■ Given passage
== Segment start ==
What Jesus keeps coming back to as his touchstone, as his truest lifeline, is the foundational statement of faith and identity of the Jewish people, of his people. It is the Sh’ema. “Hear, O Israel: the Lord is our God, the Lord alone. You shall love the Lord your God with all your heart, and with all your soul, and with all your might.” The Sh’ema is found in Deuteronomy and Numbers. Two of Jesus’ replies are quotes from Deuteronomy that immediately follow the Sh’ema. Jesus is holding fast to the deepest and most essential command given by God to the Israelites. In turning always towards God he is able to follow his path in a way that serves God first rather than other ends.
There is an important distinction between his responses and the devil’s invitations. If you notice, the devil always frames things to be about Jesus. He uses the word “you” all the time, makes it about what Jesus can do or be, even in very beneficial ways. And it’s all framed as what God can do for you, Jesus. And Jesus in his answers puts things back in the right order by putting God first, what he can do for God or what he shouldn’t ask of God. This is first and most fundamental part of following God—keeping God God and us us, remembering that what we do is for God’s glory and in keeping with God’s hope for us.
Does this give us set answers to complicated social, theological, ethical and political issues? No. But it does give us a very firm place to start from as we struggle to make our lives instruments of the kingdom. Looking to God’s vision of justice, mercy, forgiveness, peacemaking, caring, curing we put our ideas and agendas and philosophies into conversation with that vision. We can ask a variety of reflective questions to help us untangle to a greater degree our own wants from the vision held forth by God. Does this hurt people or support and respect them? If it seems a trade-off between groups is there another path we haven’t seen yet that can meet the needs of all to some degree? What is the selfishness or the preconceived notion at play? Where might this be about greed or power or control? If I do this and never get recognized can I be at peace with that, find joy and satisfaction in it? Do I do this for respect, status, honor, or is it stemming from a deep compassion for others no matter what people think of me or ascribe to me? Am I willing to accept loss and struggle, maybe even significant sacrifice, but still keep on working?
These are just some of the questions that can help us as we face our own temptations and seek as best we can to serve God rather than ourselves, especially ourselves with a holy veneer attached! Like Jesus we need to pray, to take time to scrutinize things, be patient and not jump to easy or familiar answers, and to simply be quiet to let God work on us. If we listen long enough, it is God’s voice that we will hear; the devil’s voice is compelling, but if we tell it to wait it is also impatient and will tire.
At the end of the day, however, we are humble enough to realize that even doing our best to follow and serve God we don’t do it perfectly. There is always more to learn; there are always things that happen that we didn’t intend. And that’s okay. That’s why God is God and we are human, able to be shifted and moved by the divine energy. But the even better news is that if we listen to and face the temptations we can bring so much light and love and hope to the world. We can take up the vision, the hope, the life of Christ and bring it to a world and its people that hunger and thirst for these gifts to feed their souls.
== Segment end ==
■ Entries supplied
== Segment start ==
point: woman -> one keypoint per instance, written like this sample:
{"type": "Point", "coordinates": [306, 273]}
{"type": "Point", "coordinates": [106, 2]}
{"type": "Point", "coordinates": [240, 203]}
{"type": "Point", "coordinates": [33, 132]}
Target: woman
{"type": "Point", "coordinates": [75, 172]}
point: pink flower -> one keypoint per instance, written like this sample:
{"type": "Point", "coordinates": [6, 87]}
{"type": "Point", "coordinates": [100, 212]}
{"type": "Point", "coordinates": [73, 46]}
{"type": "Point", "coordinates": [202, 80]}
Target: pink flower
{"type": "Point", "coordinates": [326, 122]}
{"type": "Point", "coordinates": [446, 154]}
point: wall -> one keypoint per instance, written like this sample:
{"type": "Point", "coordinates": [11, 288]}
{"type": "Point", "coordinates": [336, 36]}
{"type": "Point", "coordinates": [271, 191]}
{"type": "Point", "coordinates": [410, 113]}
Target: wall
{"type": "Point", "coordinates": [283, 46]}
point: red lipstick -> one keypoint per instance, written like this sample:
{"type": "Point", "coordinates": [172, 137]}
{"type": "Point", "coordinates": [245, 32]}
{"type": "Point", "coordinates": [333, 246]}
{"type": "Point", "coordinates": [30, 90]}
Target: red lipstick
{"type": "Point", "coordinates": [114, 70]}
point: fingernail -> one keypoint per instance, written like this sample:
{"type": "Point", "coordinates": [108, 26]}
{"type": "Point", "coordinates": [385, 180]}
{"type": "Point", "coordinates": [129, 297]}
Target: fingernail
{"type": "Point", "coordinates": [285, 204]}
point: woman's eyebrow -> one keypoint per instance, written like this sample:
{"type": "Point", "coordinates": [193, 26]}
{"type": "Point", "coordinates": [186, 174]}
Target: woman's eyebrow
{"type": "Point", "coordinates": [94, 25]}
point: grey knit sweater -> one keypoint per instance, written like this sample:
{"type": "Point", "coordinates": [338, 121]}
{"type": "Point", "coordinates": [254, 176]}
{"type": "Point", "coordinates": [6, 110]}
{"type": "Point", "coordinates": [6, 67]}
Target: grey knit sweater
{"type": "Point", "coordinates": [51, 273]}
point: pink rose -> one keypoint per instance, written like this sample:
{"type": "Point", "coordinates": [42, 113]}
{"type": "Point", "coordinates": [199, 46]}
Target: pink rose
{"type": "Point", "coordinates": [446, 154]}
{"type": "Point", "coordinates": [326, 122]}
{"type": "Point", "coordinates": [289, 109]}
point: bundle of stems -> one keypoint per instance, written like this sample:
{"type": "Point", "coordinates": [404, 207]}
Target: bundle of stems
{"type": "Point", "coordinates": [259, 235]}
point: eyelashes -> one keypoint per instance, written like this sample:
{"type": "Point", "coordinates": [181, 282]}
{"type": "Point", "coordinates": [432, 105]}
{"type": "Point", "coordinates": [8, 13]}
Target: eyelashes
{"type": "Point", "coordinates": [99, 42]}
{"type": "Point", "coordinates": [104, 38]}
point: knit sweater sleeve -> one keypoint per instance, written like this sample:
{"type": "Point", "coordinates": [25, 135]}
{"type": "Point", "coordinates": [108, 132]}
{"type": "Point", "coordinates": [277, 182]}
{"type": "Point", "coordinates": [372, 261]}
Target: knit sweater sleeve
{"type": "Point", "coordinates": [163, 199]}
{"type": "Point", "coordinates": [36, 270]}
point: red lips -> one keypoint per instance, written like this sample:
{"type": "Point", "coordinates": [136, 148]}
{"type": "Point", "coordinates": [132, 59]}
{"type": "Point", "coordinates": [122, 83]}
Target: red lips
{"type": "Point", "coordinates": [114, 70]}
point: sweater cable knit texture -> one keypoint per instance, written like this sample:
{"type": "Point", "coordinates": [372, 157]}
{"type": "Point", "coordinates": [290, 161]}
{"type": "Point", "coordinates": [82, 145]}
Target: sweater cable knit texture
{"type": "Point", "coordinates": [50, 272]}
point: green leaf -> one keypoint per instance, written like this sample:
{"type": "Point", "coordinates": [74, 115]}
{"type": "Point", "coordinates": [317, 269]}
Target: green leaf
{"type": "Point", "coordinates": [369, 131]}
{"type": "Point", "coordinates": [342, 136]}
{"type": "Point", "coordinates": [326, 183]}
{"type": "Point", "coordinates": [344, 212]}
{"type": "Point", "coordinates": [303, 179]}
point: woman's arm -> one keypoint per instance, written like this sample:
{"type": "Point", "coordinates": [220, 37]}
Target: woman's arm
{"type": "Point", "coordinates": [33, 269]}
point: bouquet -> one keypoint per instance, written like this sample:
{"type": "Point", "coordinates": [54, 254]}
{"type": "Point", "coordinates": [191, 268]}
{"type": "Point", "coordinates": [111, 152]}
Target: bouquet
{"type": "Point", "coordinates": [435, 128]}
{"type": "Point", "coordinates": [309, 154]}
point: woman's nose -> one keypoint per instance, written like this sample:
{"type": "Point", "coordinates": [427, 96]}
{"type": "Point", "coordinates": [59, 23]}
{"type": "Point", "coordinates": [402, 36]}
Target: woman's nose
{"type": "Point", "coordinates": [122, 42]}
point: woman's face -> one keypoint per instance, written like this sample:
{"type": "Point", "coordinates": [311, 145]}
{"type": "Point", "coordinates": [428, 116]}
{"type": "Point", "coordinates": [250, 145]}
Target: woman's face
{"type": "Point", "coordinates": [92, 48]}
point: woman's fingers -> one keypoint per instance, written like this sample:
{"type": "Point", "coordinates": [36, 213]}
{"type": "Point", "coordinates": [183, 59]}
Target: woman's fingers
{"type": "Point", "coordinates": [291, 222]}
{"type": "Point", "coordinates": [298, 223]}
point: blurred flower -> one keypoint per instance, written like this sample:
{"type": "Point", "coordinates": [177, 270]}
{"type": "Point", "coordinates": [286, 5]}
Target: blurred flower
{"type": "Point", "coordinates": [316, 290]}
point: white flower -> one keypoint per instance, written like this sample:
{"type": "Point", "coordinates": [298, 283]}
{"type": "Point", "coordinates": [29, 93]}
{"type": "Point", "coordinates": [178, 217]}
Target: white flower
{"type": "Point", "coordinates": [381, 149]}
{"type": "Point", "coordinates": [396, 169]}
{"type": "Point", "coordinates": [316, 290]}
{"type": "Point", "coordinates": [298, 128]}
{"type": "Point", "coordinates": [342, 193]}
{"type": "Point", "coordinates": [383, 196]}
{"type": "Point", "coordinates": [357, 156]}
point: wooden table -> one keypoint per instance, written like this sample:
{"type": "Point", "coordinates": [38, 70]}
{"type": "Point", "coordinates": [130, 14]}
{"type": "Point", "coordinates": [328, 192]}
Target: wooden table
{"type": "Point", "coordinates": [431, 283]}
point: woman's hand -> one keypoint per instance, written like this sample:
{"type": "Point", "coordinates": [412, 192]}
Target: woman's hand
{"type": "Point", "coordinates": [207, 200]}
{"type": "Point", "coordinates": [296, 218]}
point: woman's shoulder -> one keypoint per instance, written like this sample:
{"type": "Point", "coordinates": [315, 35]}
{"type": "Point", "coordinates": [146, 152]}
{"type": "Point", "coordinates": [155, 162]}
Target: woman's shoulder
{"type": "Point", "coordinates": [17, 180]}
== Segment end ==
== Segment start ==
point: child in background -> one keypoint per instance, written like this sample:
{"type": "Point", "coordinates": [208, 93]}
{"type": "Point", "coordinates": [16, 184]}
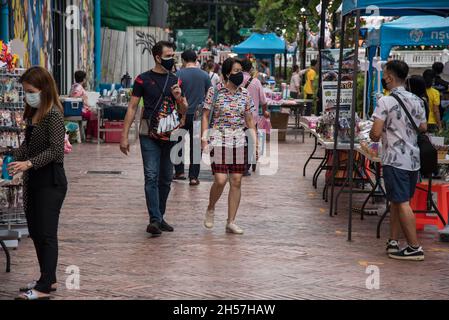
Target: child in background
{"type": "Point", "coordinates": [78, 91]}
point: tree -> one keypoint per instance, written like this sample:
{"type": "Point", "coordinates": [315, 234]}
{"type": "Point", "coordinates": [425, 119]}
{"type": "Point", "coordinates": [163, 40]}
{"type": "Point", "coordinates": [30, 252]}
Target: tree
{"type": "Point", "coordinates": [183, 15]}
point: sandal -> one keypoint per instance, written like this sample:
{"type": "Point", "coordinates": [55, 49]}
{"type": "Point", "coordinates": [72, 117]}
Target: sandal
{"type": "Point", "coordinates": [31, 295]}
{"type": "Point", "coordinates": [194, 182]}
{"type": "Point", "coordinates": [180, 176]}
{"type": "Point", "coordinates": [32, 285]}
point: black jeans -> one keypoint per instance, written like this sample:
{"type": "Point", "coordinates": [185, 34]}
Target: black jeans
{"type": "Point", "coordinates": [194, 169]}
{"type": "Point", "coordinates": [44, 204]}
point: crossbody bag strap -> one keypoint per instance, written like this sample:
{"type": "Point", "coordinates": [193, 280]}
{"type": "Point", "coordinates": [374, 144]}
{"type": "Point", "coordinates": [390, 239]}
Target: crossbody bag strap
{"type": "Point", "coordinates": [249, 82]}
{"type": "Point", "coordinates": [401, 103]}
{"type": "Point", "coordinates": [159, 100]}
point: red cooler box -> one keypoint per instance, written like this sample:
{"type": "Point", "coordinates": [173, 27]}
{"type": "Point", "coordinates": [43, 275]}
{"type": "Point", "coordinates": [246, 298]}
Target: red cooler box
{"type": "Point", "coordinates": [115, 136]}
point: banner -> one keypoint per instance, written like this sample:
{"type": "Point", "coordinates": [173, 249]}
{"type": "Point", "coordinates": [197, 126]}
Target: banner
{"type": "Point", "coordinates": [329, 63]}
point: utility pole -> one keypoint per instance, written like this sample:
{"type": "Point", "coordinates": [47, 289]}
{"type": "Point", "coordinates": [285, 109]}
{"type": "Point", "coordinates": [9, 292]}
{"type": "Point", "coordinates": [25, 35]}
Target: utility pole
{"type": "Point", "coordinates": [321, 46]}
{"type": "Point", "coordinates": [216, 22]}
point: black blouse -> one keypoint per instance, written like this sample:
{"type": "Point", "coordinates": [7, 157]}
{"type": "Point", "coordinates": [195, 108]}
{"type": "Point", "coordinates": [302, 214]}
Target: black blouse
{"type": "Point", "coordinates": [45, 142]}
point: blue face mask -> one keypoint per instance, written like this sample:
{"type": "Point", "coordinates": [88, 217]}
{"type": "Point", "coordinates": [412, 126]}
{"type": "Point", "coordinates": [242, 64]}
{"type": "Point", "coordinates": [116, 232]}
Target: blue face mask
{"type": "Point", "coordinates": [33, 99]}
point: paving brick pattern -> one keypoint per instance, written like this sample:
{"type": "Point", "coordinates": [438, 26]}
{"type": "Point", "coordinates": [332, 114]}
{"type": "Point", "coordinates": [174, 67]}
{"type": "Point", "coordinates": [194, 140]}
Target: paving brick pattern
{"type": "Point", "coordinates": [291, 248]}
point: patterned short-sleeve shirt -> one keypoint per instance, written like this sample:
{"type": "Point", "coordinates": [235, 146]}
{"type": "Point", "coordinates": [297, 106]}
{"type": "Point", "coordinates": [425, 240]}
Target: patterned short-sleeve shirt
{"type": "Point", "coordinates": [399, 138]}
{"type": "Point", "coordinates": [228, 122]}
== Segment end ==
■ Your instructions
According to the passage on Jesus and the Sh'ema, in which books is the Sh'ema found? The listing is separate material and has no connection to the passage on Jesus and the Sh'ema.

■ Solution to the problem
Deuteronomy and Numbers.